Data records:

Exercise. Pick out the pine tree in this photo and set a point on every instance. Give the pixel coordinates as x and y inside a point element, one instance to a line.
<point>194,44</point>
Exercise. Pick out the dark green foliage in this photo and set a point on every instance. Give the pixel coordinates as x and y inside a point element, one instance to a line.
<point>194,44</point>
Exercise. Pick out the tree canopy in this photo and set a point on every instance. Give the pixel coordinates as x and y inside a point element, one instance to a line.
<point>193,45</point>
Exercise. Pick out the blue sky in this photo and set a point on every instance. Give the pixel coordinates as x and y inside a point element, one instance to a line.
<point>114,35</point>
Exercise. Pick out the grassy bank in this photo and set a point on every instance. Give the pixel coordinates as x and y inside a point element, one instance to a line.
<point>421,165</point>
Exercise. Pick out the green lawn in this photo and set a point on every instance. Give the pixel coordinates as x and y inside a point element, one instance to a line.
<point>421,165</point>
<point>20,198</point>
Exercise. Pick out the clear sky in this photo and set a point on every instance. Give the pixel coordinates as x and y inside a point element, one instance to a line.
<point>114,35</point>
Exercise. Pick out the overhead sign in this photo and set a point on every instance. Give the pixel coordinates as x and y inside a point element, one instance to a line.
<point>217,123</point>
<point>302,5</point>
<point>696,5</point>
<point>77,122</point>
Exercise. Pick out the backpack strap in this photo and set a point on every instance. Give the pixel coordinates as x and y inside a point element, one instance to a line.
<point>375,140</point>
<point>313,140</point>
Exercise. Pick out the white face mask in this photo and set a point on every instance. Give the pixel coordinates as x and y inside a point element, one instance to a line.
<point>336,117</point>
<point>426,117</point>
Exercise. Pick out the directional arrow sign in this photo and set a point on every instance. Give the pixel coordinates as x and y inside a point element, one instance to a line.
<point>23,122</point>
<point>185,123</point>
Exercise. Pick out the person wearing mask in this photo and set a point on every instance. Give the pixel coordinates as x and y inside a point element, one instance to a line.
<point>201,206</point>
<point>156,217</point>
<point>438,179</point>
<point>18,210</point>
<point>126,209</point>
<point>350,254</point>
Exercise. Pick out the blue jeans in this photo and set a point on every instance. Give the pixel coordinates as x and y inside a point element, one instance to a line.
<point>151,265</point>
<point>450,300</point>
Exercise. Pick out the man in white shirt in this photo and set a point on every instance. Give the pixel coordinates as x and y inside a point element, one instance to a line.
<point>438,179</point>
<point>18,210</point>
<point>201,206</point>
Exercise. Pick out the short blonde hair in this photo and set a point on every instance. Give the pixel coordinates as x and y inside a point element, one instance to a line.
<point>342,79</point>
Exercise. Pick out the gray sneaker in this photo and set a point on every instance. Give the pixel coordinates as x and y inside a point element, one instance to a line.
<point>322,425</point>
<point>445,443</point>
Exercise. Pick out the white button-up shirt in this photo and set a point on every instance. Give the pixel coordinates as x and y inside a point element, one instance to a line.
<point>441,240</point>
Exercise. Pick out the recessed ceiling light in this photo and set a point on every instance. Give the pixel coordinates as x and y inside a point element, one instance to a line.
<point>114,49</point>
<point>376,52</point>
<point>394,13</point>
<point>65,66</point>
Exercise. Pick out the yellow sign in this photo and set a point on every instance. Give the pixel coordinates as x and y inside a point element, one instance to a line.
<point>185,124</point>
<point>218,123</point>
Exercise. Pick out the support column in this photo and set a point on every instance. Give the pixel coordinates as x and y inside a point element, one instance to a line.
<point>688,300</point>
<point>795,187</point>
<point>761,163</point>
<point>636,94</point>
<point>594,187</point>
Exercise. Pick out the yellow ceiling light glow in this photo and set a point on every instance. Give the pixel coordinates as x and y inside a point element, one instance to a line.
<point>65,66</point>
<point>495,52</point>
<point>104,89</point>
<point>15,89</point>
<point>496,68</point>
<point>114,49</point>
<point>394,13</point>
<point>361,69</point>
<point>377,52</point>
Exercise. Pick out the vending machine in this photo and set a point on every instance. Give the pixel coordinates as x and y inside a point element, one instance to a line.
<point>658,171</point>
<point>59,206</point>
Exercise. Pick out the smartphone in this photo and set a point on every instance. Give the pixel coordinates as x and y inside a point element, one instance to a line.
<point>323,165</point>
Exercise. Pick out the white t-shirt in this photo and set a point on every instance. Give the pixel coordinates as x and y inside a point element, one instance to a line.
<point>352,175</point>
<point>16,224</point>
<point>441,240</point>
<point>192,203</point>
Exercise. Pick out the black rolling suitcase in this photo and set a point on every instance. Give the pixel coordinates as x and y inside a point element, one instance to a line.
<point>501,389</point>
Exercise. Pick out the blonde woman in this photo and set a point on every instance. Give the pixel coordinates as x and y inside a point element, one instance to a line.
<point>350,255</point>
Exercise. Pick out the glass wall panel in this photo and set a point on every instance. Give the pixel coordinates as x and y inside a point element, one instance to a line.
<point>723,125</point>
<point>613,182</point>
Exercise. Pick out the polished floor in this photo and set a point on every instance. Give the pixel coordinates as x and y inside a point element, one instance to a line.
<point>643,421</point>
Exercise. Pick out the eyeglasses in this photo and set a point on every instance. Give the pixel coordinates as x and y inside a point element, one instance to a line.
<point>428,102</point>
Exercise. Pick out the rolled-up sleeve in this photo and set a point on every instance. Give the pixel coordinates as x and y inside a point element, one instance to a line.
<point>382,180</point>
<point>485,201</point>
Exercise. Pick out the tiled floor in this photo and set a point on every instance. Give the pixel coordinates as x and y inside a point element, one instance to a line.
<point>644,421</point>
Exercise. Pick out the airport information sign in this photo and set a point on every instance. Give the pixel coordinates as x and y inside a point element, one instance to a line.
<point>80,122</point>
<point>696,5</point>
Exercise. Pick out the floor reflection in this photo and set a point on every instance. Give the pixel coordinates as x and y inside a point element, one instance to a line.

**Exercise prompt:** Line by line, retype all the entries exactly as they are shown.

**Result:**
Exercise. Pick out the pine tree in this photo and set a point on every instance. Give the pixel coordinates as x and y inside a point element, one instance to a line.
<point>194,44</point>
Exercise. Pick out the dark green foliage in this photo and set a point on every instance. Give the pixel coordinates as x and y inside a point element, one instance to a line.
<point>194,44</point>
Exercise. Pick out the tree canopy in this photo and set a point on every instance. Give the pixel coordinates as x and y inside a point element, one instance to a line.
<point>193,45</point>
Exercise. Pick out the blue sky in this photo and set a point on every instance. Give the pixel coordinates as x and y inside a point element, one instance to a line.
<point>114,35</point>
Exercise. Pick out the grassy bank in this photo and set a point on every instance. Give the pixel coordinates as x and y inside a point element, one instance to a line.
<point>421,165</point>
Exercise. Pick out the green lawn in this photo and set a point on every instance. Give the pixel coordinates as x and y inside a point element, one instance to a line.
<point>421,165</point>
<point>20,198</point>
Exercise. Pick out the clear sky in this photo and set a point on every instance. Give the pixel coordinates as x and y inside a point element, one instance to a line.
<point>114,35</point>
Exercise. Pick out the overhead sign in this photo and set a point on every instance. Give the pixel coordinates as x and y inside a point element, one instance to a line.
<point>217,123</point>
<point>302,5</point>
<point>696,5</point>
<point>77,122</point>
Exercise. Pick out the backpack strap in this photo and set a point on every instance. Give the pixel coordinates as x and y inside a point element, one instance to a line.
<point>375,140</point>
<point>313,140</point>
Exercise. Pick out the white face mask in this photo and set a point on every instance. Give the pixel coordinates as x and y inside a point element, one instance to a line.
<point>336,117</point>
<point>426,117</point>
Exercise. Pick out the directional arrow sign in this photo and set a point on every instance. Give the pixel coordinates as x and y inside a point element, one instance to a line.
<point>23,122</point>
<point>185,123</point>
Exercise. Pick out the person wearing mask in this photo and set a point on every instance. Give the pixel coordinates as x and y inside a point element, one instance to a line.
<point>201,206</point>
<point>156,217</point>
<point>438,179</point>
<point>18,210</point>
<point>126,209</point>
<point>350,254</point>
Exercise. Pick out the blue jeans in this photo and set a point on every instance. Give the pixel coordinates as x and y inside a point element, one instance to a line.
<point>151,265</point>
<point>450,300</point>
Exercise. Pick out the man in white shirt in this photo and set a point on every instance. Give the pixel coordinates as x and y inside a point element, one instance to a line.
<point>438,179</point>
<point>18,210</point>
<point>201,206</point>
Exercise. Pick out the short blonde hair in this photo and set a point on every instance. Give the pixel coordinates as x and y inside a point element, one instance to a line.
<point>342,79</point>
Exercise. Pick out the gray sneaker in this photo and set a point on every instance. Give the pixel coordinates as x and y inside a point element, one instance to a line.
<point>322,425</point>
<point>445,443</point>
Exercise. Pick out the white button-up shirt in this photo and set a point on every instance. Give the pixel coordinates as x and y inside a point element, one instance to a line.
<point>441,240</point>
Exercise. Pick out the recessed ceiling light in this photo and set a point on every instance. Give the pixel coordinates as x and y inside a point element, one instance to a line.
<point>114,49</point>
<point>376,52</point>
<point>394,13</point>
<point>65,66</point>
Exercise. Pick out the yellow sign in this photo and set a point on every instance. Give the pixel coordinates as x and y inside a point element, one instance to a line.
<point>185,124</point>
<point>218,123</point>
Exercise. Pick out the support column in this photo and set a point on every instance. Give the pixel coordinates as x and y inside a point element, one instance to a line.
<point>688,300</point>
<point>795,187</point>
<point>761,163</point>
<point>636,94</point>
<point>594,187</point>
Exercise. Pick out the yellow ceiling light glow in this photo and set a point on every instance. Give the pixel coordinates as x and y inside a point element, one instance to a line.
<point>65,66</point>
<point>495,52</point>
<point>104,89</point>
<point>15,89</point>
<point>496,68</point>
<point>114,49</point>
<point>394,13</point>
<point>361,69</point>
<point>377,52</point>
Exercise. Pick out the vending machine in this photo and set a point on every instance. Give the pixel coordinates as x and y inside a point element, one instance to a line.
<point>658,171</point>
<point>59,206</point>
Exercise. Pick out the smartphone in this photo and set a point on every instance. Give the pixel coordinates as x and y inside a point element, one instance to a line.
<point>323,165</point>
Exercise. Pick out the white t-shirt in this photo and set a point on every instance. Give the pixel coordinates as x and y inside a point element, one instance to a line.
<point>352,175</point>
<point>16,224</point>
<point>441,240</point>
<point>192,203</point>
Exercise. Pick out the black rolling suitcase in this photo and set a point on every instance. Give the pixel coordinates as x and y inside a point element, one instance to a line.
<point>501,389</point>
Exercise. Pick out the blonde woman in this photo and set a point on every instance. Give the pixel coordinates as x and y inside a point element, one instance to a line.
<point>350,255</point>
Exercise. Pick out the glass wall panel in this photo and set a point on every instance. Give the pixel coordinates as x and y inside a point element, one instance to a line.
<point>723,125</point>
<point>613,182</point>
Exercise. Pick out the polished floor in this photo and set a point on every instance. Give the pixel coordinates as x and y inside a point element, one instance to a line.
<point>643,421</point>
Exercise. Pick out the eyeglasses in this photo and set a point on every instance. Give the pixel coordinates as x and y inside a point element, one instance to a line.
<point>428,102</point>
Exercise. Pick out the rolled-up sleeve in this photo and set a point on every instance. Give the pixel coordinates as x and y inside a point element, one instance to a line.
<point>382,180</point>
<point>485,201</point>
Exercise. Pick out the tiled floor in this photo and set a point on every instance. Give the pixel coordinates as x and y inside a point element, one instance to a line.
<point>644,421</point>
Exercise. Pick out the airport information sign in this photo and set a point on every instance. Give the pixel coordinates as x and y inside a point element, one instance to a line.
<point>80,122</point>
<point>696,5</point>
Exercise. Pick out the floor reflection in this photo and set a point on every instance. Give the pixel coordinates as x and y inside a point element, one instance to a line.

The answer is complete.